┌────────

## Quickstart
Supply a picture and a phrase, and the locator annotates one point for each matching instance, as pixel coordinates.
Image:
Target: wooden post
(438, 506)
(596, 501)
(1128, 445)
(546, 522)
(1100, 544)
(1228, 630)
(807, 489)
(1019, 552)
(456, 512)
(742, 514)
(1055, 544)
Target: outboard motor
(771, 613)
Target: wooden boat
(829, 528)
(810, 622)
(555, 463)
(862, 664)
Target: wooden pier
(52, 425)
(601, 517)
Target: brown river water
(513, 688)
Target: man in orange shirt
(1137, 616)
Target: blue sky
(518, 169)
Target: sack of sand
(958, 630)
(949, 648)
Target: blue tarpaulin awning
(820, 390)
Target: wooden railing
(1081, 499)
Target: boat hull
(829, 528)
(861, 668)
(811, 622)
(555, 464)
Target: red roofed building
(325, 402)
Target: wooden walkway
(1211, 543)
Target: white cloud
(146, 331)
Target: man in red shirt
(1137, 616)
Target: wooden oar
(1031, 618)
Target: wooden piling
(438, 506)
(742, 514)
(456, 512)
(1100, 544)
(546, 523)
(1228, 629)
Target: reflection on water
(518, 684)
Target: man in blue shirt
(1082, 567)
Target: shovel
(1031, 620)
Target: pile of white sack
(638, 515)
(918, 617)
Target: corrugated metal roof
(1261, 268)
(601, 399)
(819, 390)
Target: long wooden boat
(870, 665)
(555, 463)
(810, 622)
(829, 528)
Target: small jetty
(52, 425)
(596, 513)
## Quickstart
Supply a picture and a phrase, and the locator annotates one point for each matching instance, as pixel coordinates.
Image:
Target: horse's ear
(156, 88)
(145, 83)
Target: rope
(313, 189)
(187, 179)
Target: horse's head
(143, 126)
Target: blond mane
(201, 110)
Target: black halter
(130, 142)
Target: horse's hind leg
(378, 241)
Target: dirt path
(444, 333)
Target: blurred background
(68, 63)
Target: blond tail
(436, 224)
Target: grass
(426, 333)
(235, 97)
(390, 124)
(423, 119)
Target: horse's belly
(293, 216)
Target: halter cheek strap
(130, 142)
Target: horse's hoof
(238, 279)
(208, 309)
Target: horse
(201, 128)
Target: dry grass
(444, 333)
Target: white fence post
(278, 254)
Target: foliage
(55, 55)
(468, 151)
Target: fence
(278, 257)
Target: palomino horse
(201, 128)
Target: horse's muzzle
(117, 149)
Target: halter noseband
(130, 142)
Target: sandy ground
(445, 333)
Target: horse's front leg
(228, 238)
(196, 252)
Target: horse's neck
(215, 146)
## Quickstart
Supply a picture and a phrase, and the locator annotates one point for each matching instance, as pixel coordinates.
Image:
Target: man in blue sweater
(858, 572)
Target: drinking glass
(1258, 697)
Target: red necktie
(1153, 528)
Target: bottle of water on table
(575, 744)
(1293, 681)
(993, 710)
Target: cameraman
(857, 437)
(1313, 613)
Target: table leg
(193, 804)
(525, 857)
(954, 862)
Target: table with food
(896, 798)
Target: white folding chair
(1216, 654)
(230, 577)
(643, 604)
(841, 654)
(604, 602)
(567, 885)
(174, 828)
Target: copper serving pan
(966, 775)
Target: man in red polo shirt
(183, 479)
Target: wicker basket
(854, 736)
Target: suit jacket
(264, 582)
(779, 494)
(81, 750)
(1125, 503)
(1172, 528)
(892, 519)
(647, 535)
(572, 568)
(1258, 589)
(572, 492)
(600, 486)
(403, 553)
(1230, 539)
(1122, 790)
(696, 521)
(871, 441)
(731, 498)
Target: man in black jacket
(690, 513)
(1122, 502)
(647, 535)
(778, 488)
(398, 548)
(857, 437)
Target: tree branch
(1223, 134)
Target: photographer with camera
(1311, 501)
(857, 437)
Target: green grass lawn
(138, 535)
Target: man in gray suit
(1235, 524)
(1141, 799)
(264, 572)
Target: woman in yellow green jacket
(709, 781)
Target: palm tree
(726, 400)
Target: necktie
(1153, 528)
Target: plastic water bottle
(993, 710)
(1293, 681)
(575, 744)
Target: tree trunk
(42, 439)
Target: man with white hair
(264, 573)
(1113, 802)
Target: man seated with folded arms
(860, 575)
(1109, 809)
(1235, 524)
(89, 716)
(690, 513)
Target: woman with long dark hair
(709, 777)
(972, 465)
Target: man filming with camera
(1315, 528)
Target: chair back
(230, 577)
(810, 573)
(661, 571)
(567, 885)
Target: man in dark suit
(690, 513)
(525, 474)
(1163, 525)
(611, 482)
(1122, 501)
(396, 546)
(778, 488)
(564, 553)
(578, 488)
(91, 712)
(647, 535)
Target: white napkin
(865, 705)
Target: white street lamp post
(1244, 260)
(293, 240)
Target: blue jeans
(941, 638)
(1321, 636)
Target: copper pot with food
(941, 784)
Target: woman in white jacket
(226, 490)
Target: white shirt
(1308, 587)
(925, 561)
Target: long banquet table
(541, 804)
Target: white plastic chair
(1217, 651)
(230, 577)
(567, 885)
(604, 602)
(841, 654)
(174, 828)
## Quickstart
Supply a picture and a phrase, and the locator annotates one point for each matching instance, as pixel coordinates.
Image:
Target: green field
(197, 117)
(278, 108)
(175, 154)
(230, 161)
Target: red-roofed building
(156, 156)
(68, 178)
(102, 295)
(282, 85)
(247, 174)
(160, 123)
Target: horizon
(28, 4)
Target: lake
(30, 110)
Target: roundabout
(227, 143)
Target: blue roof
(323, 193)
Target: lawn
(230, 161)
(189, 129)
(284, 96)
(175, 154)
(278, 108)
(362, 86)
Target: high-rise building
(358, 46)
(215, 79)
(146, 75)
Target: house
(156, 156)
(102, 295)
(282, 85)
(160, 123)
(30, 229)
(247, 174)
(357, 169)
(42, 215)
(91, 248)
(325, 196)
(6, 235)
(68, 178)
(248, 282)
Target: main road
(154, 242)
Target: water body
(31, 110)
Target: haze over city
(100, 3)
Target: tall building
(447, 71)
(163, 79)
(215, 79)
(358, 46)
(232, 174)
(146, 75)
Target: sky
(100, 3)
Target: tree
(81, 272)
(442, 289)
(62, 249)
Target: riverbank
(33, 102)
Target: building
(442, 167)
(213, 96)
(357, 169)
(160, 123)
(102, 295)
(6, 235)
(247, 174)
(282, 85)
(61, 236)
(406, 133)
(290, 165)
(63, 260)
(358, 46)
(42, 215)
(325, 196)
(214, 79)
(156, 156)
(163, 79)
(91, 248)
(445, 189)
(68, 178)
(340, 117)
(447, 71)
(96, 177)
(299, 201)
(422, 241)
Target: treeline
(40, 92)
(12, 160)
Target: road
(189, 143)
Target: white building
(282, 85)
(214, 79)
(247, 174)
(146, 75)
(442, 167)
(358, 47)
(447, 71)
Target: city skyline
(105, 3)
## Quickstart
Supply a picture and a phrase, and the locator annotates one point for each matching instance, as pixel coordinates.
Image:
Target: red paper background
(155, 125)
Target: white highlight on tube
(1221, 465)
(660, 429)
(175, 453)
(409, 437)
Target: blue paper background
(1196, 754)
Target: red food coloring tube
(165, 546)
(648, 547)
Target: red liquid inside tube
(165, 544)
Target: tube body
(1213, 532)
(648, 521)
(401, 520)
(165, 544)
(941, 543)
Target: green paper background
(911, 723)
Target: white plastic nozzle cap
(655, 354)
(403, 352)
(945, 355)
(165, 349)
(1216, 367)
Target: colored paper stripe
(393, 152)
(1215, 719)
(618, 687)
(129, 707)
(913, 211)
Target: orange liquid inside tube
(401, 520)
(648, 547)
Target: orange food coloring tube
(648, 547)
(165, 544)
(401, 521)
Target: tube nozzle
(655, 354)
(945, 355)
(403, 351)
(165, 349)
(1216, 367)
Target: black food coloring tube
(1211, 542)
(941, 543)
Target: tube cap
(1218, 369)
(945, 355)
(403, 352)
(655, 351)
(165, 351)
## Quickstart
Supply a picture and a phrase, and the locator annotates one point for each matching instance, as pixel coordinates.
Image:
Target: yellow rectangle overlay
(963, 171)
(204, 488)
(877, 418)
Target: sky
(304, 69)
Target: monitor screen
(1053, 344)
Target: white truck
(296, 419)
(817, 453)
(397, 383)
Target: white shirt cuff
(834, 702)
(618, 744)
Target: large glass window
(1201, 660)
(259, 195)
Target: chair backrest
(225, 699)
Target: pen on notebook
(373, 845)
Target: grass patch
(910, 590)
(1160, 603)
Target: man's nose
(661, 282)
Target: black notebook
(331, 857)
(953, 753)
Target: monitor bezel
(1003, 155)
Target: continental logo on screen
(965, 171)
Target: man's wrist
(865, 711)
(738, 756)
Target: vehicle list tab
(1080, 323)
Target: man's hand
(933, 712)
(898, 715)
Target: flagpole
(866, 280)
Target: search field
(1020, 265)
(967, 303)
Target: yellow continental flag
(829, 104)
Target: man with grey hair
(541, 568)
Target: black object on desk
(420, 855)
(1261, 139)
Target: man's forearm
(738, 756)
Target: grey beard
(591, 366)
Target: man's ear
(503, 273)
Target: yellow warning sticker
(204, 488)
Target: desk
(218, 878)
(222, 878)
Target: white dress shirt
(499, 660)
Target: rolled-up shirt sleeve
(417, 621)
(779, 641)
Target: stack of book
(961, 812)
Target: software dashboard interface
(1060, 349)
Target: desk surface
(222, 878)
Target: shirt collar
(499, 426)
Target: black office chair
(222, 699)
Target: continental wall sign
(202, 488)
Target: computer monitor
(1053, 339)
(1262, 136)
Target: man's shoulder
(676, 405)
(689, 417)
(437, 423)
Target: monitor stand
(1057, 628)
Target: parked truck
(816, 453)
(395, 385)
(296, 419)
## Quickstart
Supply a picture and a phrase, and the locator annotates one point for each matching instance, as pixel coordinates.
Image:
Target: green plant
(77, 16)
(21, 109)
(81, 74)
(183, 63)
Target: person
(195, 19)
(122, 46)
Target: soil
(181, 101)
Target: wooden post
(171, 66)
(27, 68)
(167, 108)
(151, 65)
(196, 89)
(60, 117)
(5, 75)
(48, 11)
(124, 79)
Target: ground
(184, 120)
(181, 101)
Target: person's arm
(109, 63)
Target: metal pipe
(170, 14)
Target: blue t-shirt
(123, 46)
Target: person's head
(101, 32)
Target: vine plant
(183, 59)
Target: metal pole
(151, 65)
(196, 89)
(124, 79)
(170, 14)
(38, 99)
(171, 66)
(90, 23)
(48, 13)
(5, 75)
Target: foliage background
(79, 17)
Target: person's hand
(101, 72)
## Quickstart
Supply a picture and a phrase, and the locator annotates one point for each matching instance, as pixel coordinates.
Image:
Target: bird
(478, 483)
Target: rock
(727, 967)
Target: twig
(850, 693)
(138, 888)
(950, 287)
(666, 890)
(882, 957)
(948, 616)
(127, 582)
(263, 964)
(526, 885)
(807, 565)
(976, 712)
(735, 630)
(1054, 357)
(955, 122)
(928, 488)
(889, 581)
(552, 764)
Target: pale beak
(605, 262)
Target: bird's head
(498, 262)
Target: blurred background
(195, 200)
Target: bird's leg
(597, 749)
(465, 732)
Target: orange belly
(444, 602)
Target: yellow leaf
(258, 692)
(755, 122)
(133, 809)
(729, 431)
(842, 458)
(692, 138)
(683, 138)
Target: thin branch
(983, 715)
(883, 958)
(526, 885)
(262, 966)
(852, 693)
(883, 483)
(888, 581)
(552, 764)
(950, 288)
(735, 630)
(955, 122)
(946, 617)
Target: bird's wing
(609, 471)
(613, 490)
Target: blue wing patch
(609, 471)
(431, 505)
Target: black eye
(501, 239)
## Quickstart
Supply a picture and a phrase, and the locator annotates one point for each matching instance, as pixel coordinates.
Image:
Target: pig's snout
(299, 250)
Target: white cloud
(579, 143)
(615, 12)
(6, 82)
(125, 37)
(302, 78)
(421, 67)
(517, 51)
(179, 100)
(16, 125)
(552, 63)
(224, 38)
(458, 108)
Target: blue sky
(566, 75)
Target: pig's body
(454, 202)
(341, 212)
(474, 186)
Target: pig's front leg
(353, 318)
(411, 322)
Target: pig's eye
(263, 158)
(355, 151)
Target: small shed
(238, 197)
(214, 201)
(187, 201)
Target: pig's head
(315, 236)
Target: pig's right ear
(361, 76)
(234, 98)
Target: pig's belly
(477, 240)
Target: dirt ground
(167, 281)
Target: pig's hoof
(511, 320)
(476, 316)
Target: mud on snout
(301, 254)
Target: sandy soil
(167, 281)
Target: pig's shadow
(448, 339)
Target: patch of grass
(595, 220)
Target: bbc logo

└────────

* TASK BRIEF *
Your answer must consist solely of the lines from the one containing "Target: rock" through the last line of the entries, reproduced exactly.

* SOLUTION FOR THIS EXERCISE *
Target: rock
(727, 967)
Target: twig
(850, 693)
(138, 888)
(950, 287)
(666, 890)
(882, 957)
(948, 616)
(127, 582)
(263, 964)
(526, 885)
(807, 565)
(976, 712)
(735, 630)
(1054, 357)
(955, 122)
(928, 488)
(889, 581)
(552, 764)
Target: pale beak
(605, 262)
Target: bird's head
(498, 262)
Target: blurred background
(195, 200)
Target: bird's leg
(597, 749)
(465, 732)
Target: orange belly
(444, 602)
Target: yellow leaf
(258, 692)
(755, 122)
(133, 809)
(729, 431)
(842, 458)
(692, 138)
(683, 138)
Target: thin branch
(983, 715)
(883, 958)
(526, 885)
(262, 966)
(852, 693)
(883, 483)
(888, 581)
(552, 764)
(950, 288)
(735, 630)
(955, 122)
(946, 617)
Target: bird's wing
(609, 471)
(613, 490)
Target: blue wing patch
(609, 471)
(431, 505)
Target: black eye
(501, 239)
## Quickstart
Supply a picture and a phrase, and the locator annotates one point for each matching instance, as pixel coordinates.
Image:
Target: pig's snout
(299, 250)
Target: white cloud
(579, 143)
(615, 12)
(6, 82)
(125, 37)
(302, 78)
(421, 67)
(517, 51)
(179, 100)
(16, 125)
(552, 63)
(224, 38)
(458, 108)
Target: blue sky
(566, 75)
Target: pig's body
(454, 202)
(341, 212)
(474, 186)
Target: pig's front leg
(353, 318)
(411, 322)
Target: pig's eye
(263, 158)
(355, 151)
Target: small shed
(238, 197)
(214, 201)
(187, 201)
Target: pig's head
(315, 236)
Target: pig's right ear
(361, 76)
(234, 98)
Target: pig's belly
(477, 240)
Target: dirt ground
(167, 281)
Target: pig's hoof
(511, 320)
(476, 316)
Target: mud on snout
(301, 254)
Target: sandy soil
(167, 281)
Target: pig's shadow
(448, 339)
Target: patch of grass
(595, 220)
Target: bbc logo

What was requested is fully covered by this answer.